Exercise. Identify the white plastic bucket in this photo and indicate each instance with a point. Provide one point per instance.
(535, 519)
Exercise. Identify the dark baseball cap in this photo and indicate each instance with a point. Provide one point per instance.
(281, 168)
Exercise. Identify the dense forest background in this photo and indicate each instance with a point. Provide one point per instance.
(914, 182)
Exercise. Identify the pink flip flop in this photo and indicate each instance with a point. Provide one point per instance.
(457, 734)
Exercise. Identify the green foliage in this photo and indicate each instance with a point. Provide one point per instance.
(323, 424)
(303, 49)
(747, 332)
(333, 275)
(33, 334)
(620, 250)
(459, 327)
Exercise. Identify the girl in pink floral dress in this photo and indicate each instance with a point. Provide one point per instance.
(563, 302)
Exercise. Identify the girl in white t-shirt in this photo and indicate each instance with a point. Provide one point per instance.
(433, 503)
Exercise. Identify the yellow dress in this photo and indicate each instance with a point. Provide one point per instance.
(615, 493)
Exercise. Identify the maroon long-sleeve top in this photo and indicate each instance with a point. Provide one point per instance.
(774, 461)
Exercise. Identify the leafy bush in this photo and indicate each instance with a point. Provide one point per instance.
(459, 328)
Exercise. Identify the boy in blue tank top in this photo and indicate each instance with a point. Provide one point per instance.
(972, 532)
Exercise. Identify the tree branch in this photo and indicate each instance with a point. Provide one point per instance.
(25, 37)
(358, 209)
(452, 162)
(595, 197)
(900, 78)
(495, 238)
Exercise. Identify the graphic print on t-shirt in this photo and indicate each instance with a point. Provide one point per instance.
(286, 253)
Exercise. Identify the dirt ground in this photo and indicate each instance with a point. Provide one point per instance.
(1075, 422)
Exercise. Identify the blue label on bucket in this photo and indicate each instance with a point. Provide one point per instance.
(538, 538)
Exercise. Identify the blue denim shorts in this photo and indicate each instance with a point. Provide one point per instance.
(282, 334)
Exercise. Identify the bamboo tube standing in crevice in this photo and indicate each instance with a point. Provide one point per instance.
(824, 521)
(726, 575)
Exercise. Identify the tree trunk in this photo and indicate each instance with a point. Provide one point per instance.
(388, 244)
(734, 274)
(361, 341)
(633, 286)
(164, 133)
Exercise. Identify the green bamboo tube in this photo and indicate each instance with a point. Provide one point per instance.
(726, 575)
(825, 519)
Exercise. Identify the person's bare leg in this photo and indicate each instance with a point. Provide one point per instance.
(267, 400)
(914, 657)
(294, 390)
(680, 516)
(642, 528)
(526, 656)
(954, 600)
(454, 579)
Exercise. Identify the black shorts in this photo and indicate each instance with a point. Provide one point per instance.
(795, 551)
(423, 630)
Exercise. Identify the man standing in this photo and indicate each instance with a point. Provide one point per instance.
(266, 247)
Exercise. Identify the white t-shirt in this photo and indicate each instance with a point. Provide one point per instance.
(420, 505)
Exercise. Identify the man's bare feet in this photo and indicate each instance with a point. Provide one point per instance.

- _YOUR INSTRUCTIONS_
Rename each "Exercise" in the material above to "Task", and reproduce the material with nothing else altered.

- _WORKED SOLUTION_
Task. Identify the white plastic bucket in this photo and indicate each instance with a point. Provide one point per instance.
(535, 519)
Task. Identify the dark baseball cap in this photo and indicate each instance with a point. Provide one point per instance.
(281, 168)
Task. Identify the dense forest background in this photo and indicate each instance with a point. Provide one point per instance.
(914, 182)
Task. Identify the pink flip flop in this photo and indicate each instance with a point. Provide one point per instance.
(457, 734)
Task. Identify the green foliage in this photo and indicate each instance with a point. Provide one point per instance.
(323, 424)
(303, 49)
(747, 332)
(333, 275)
(33, 334)
(620, 250)
(459, 327)
Task. Identify the girl in pink floral dress in this photo and indicate each instance with a point. Provide one point per instance.
(563, 302)
Task. Identify the girl in white t-shirt in this photo and indicate each instance with a point. Provide one point per instance.
(433, 503)
Task. Identify the yellow dress in this photo and indicate each instance with a point. Provide one point per instance.
(615, 493)
Task. Identify the maroon long-sleeve top in this photo and indicate each instance with a point. Provide one point per instance.
(774, 461)
Task. Identify the leafy bush in this photo and indicate each instance with a point. Provide one point per instance.
(459, 328)
Task. Identify the boy in blue tank top in this photo and indicate each instance with a point. Provide one point per instance.
(972, 532)
Task. Identify the tree branch in this photo and indicate each instance with a point. Provide one point per instance.
(25, 37)
(358, 209)
(452, 162)
(595, 197)
(900, 78)
(495, 238)
Task. Identify the graphic print on t-shirt in this photo and indicate each instance with a point. Provide one point per instance.
(286, 253)
Task. Identify the dirt ground in this photo and indicate each instance with a point. Provide one point per instance.
(1075, 422)
Task. Identify the blue label on bucket in this photo and indicate each instance with a point. Provide one point per instance.
(538, 538)
Task. Identify the blue denim shorts in this photo and indicate each instance with a point. Provide one point per instance.
(282, 334)
Task. Identify the bamboo tube standing in crevice in this photo and indicate each instance with a point. Provide one point per instance.
(824, 521)
(726, 575)
Task. Identify the tree trunk in this photo and indicate each instance with a point. Provide one point per instance.
(388, 244)
(734, 274)
(361, 341)
(633, 286)
(164, 133)
Task. Identify the green bamboo tube in this photo and indicate each instance with a point. Provide one point per instance.
(726, 575)
(825, 519)
Task. Identify the person's bare leg in this photo and indicate each instance with a point. Provide one point per instance.
(267, 400)
(914, 657)
(294, 390)
(680, 516)
(642, 528)
(526, 656)
(954, 600)
(454, 579)
Task. Identify the black shorts in this photo and indicate each instance with a point. Provide one point per instance.
(795, 551)
(423, 630)
Task. Identify the man standing in this photo and indicate each instance with a point. Provide one point per instance.
(266, 247)
Task. Identify the white t-shirt in this photo and indicate each instance with a point. Provide one point per instance.
(420, 505)
Task. Identify the man's bare feet in this photo and indicate each instance with a point. Provide one point per instance.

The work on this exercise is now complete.